- [Kutipan Sumber]:
★ ★ ★ ★
Kalimat Yang Membuat Terpaku
Ketika tengah melakukan
sesuatu, mungkin sesekali kita berhenti saat ada beberapa kalimat yang meresap di
kepala, baik itu terdengar dari berbagai media audio visual atau dari obrolan ngalor-ngidul dengan sahabat. Atau menemukan
kalimat yang sangat mengena ketika menikmati bacaan tertentu. Sebuah kalimat
pendek namun membuat kita lama merenung. Terkadang, kalimat singkat itu sungguh
mewakili kegalauan kita sekarang. Sebuah kalimat yang menginspirasi dengan seketika.
Melalui artikel ini, saya hanya
curhat saja. Tentang dua kalimat yang membuat saya mematung beberapa saat. Dua
kalimat itu dengan takjubnya membuka pikiran yang selama ini tertutup.
Saya tak akan memvonis diri
sendiri sebagai pribadi yang anti sosial, tapi satu hal yang perlu saya akui, kemampuan sosial saya
agak buruk. Untuk betul-betul akrab dengan orang, minimal waktu yang saya butuhkan
sekitar beberapa bulan. Beda mungkin dengan individu-individu yang bisa
menjadikan seseorang menjadi teman hanya dengan hitungan hari atau minggu.
Saya sering menghindar jika
dihadapkan dengan event-event yang
semestinya mengakrabkan saya dengan orang tertentu. Banyak sekali alasannya,
namun ada tiga alasan utama: takut, merasa tidak pantas dan memiliki stereotip
akan orang yang baru saya kenal.
Ketika saya bertugas selama
setahun di daerah, masalah ini pun kembali mengganjal hati. Saya ingin sekali
akrab dengan orang lain, tapi ketiga kekurangan saya di atas betul-betul
menghambat. Bahkan, pertahanan ego saya menciptakan alasan lain selain mengakui
kekurangan diri ketika segala sesuatu tak berjalan dengan harapan. Misalnya, ketika
di daerah pengabdian, saya selalu menolak seorang Ibu yang pasti mengajak saya
menginap di rumahnya setiap kali berjumpa. Lama-kelamaan, karena keseringan
diajak, saya mulai kesal. Beragam alasan pun bermunculan di kepala, mulai dari alasan
jarak yang jauh antara rumah ibu itu dengan tempat bertugas, tempat menginap
ibu itu yang tidak nyaman sampai membenarkan perasaan tidak enak karena
merepotkan.
Keresahan ini pun saya sampaikan
ke salah satu kawan yang memiliki kemampuan sosial yang menurut saya baik. Ia
mendengar keluhan saya dari awal sampai akhir tentang Si Ibu yang selalu
mengajak menginap. Tapi di akhir cerita, dia membalas dengan satu kalimat yang
mampu membuat saya tercengang dan mesti mengakui kekurangan. “Kita di sini cari
keluarga! Kalau mau enak, balik nginap ke keluarga sendiri sana!” Jlep. Sebuah
kalimat yang membantah ragam alasan untuk membenarkan diri.
★ ★ ★ ★
- [Soal Latihan 1]: Perbarui bagian tulisan tentang kalimat yang membuat terpaku dari "Melalui artikel ini, saya" sampai "baru saya kenal.", dengan mengganti "bulan" menjadi "tahun".
- [Soal Latihan 2]: Dalam tulisan tentang kalimat yang membuat terpaku, apa saja tiga alasan utama penulis sering menghindari acara yang semestinya mengakrabkannya dengan orang tertentu?
- [Soal Latihan 3]: Lanjutkan tulisan tentang kalimat yang membuat terpaku mulai dari kalimat terakhirnya.
★ ★ ★ ★
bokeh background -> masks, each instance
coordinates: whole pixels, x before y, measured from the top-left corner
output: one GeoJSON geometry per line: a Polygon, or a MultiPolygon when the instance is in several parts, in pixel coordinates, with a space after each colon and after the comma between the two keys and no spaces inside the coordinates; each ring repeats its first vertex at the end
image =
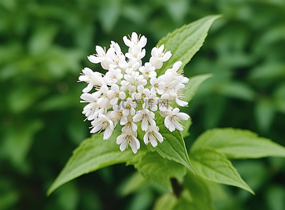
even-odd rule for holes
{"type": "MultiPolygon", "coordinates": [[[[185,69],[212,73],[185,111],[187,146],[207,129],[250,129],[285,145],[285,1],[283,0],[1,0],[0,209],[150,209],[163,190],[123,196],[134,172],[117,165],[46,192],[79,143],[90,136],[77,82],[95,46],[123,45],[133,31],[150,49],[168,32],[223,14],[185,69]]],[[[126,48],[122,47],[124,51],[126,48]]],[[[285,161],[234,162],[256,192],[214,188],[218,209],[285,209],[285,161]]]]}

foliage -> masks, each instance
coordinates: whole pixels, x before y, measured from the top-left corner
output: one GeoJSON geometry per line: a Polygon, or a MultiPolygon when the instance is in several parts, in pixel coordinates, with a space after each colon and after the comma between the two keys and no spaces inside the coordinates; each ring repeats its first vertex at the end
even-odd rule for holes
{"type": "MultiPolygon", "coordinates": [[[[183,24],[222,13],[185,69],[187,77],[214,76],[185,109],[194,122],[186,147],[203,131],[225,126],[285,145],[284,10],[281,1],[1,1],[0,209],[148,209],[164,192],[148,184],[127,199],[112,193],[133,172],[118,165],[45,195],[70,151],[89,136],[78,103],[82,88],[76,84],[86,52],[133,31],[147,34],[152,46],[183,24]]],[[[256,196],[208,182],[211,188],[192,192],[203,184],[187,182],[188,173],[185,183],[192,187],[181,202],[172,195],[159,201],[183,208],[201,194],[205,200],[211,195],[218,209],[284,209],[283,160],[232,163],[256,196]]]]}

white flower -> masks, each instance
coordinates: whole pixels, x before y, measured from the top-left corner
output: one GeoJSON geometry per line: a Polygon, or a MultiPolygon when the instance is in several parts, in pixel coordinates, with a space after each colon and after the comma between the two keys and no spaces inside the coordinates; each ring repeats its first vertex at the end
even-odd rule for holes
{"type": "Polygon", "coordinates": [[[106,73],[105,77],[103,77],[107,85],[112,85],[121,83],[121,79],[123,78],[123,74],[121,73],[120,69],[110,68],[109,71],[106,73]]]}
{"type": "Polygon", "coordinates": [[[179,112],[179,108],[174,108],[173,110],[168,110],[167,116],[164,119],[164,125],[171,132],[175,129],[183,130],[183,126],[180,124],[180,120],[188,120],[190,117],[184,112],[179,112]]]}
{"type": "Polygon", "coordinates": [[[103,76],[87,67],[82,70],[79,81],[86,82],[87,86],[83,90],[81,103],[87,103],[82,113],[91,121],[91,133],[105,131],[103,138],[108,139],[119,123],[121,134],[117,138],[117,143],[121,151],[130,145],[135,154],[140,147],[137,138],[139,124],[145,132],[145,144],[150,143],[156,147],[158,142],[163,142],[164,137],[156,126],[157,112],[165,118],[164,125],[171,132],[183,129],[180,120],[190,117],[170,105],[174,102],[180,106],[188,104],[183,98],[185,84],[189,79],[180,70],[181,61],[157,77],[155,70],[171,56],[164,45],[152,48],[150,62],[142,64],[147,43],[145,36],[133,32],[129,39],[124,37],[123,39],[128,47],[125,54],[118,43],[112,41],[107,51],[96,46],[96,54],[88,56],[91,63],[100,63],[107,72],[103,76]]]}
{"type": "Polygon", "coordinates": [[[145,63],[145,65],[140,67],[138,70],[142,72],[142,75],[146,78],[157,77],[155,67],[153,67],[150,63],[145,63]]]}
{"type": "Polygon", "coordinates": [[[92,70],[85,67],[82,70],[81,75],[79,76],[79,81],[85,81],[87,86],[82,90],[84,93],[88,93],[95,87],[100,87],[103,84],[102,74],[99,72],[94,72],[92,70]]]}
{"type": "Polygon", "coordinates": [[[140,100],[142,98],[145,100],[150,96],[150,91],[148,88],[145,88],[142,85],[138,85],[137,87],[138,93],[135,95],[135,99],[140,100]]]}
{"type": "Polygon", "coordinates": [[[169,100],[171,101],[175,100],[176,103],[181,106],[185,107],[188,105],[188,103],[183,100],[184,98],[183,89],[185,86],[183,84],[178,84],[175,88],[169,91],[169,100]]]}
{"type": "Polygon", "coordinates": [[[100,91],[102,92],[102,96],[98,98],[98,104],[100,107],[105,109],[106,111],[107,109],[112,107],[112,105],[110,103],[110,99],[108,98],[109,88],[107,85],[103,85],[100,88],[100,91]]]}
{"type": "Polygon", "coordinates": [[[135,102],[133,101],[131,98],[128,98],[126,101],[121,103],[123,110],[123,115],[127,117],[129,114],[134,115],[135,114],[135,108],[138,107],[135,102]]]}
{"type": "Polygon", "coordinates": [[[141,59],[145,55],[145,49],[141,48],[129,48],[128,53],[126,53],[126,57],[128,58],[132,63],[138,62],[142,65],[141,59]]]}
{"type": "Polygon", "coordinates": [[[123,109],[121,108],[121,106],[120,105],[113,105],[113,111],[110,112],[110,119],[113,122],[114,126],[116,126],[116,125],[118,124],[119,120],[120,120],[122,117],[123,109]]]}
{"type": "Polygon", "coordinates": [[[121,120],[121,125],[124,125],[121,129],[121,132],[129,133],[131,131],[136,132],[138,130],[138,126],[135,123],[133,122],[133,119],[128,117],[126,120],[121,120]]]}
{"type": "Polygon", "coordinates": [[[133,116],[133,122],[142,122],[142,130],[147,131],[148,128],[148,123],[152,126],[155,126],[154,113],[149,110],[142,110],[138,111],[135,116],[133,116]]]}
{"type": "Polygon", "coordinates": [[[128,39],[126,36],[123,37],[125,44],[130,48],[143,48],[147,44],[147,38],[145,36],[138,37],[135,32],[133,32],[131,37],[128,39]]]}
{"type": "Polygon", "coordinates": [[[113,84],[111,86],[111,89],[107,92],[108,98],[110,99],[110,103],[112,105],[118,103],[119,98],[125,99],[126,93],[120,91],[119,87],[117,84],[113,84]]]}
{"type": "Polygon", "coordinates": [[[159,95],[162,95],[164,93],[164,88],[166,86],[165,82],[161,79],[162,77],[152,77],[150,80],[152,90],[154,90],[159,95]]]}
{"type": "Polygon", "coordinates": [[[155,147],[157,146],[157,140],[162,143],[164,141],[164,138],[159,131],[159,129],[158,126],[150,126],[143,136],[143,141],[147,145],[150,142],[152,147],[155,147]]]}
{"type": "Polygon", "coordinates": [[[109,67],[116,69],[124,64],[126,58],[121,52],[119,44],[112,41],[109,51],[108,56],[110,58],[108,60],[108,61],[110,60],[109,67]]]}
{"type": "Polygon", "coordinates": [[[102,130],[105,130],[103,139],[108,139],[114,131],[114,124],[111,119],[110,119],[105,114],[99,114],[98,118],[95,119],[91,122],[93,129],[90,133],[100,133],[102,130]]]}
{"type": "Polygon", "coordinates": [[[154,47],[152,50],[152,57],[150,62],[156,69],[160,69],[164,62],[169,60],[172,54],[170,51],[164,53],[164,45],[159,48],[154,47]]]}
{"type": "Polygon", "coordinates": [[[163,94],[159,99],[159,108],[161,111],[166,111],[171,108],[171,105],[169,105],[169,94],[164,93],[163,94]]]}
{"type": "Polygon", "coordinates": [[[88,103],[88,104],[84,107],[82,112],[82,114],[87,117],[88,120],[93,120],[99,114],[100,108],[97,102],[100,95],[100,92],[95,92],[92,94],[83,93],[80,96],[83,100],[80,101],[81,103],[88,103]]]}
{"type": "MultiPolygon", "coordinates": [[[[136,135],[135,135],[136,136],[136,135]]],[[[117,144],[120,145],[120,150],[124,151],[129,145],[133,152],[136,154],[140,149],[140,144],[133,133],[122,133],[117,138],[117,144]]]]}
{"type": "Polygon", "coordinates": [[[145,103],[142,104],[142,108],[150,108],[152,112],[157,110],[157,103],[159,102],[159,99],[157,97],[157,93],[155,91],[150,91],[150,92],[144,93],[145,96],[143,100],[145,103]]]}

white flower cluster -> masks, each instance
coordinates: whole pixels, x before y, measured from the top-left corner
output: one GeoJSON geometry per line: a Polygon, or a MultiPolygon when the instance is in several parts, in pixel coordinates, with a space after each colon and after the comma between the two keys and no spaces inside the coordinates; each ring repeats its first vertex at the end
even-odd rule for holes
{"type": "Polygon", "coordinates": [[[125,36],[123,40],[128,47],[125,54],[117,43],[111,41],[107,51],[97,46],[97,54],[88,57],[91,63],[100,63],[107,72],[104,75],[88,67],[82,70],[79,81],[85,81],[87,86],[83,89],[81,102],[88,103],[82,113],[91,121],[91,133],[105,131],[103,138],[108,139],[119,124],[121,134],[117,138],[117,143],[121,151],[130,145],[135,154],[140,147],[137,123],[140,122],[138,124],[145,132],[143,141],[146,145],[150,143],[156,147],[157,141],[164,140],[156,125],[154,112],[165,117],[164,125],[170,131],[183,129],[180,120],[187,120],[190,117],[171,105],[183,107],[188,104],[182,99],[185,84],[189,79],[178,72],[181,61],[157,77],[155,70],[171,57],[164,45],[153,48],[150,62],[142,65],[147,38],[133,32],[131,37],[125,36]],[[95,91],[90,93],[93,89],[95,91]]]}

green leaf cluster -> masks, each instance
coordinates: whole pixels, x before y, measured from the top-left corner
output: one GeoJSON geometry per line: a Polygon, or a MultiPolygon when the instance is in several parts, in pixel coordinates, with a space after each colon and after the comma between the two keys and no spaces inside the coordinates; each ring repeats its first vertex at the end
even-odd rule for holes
★ ★ ★ ★
- [Jawaban Tertulis 1]:
Melalui artikel ini, saya hanya
curhat saja. Tentang dua kalimat yang membuat saya mematung beberapa saat. Dua
kalimat itu dengan takjubnya membuka pikiran yang selama ini tertutup.
Saya tak akan memvonis diri
sendiri sebagai pribadi yang anti sosial, tapi satu hal yang perlu saya akui, kemampuan sosial saya
agak buruk. Untuk betul-betul akrab dengan orang, minimal waktu yang saya butuhkan
sekitar beberapa tahun. Beda mungkin dengan individu-individu yang bisa
menjadikan seseorang menjadi teman hanya dengan hitungan hari atau minggu.
Saya sering menghindar jika
dihadapkan dengan event-event yang
semestinya mengakrabkan saya dengan orang tertentu. Banyak sekali alasannya,
namun ada tiga alasan utama: takut, merasa tidak pantas dan memiliki stereotip
akan orang yang baru saya kenal.

- [Jawaban Tertulis 2]: Takut, merasa tidak pantas, dan memiliki stereotip akan orang yang baru dikenal.

- [Jawaban Tertulis 3]:
Kalimat itu membuat saya
tertampar, di satu sisi ingin akrab dengan orang lain, tapi malas berusaha,
malas susah. Malas mencari keluarga kalau dalam bahasa kawan saya. Pinginnya
bisa mudah akrab langsung seperti keluarga sendiri, tapi kita (saya) lupa, kami
tak dilahirkan dari keluarga yang sama.
Rentetan kata ini masih terngiang-ngiang di kepala saya hingga
kini dan menjadi pengingat diri untuk lebih berusaha memperbaiki diri (khusunya
hubungan sosial) dan menghargai ketulusan orang lain.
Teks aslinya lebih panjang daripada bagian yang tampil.